▶ _WHAT IS BEING ASKED_: Please change "Spot" to "Locate" in the items below, leaving everything else the same: begin at the line that has "Spot every table" and stop after the line that has "[[310, 273, 363, 306], [310, 294, 328, 305]]", giving back only those lines.

▶ _DATA FOR THE TASK_:
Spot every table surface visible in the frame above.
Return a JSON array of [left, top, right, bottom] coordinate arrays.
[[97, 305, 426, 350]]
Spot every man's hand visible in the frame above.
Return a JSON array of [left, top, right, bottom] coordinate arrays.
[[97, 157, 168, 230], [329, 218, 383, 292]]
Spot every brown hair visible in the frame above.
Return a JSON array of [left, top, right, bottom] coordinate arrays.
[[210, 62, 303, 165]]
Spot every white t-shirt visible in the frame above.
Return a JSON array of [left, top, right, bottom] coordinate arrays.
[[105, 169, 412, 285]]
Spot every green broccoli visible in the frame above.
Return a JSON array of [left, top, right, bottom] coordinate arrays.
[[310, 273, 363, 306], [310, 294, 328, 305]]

==

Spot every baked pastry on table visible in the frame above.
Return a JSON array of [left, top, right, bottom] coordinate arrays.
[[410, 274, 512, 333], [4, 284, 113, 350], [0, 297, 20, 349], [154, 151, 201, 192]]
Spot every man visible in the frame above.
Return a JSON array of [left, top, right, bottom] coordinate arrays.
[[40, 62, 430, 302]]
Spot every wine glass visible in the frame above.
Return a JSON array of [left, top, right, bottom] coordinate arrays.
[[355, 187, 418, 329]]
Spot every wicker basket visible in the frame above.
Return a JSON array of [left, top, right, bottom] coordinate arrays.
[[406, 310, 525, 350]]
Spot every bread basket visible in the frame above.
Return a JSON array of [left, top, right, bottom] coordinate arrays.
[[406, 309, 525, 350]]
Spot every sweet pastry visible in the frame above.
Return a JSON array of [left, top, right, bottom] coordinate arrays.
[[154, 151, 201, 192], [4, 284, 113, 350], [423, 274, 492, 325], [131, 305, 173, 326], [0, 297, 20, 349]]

▶ _RESULT OF THE EXERCISE_:
Locate every table surface visible in the frame above.
Return a JSON array of [left, top, right, bottom] coordinate arrays.
[[97, 305, 426, 350]]
Locate every man's hand visible in the frame above.
Return a JSON array of [left, top, right, bottom] coordinate arrays.
[[97, 157, 168, 230], [329, 218, 383, 292]]
Locate every brown hair visible in the frame above.
Return a JSON array of [left, top, right, bottom] coordinate arrays.
[[210, 62, 303, 165]]
Locate every white t-shirt visible in the frame above.
Return a JSON array of [left, top, right, bottom] coordinate arrays.
[[105, 169, 412, 285]]
Locate every green broccoli visible in the frame above.
Return a JSON array of [left, top, right, bottom] coordinate arrays.
[[310, 273, 363, 306], [310, 294, 328, 305]]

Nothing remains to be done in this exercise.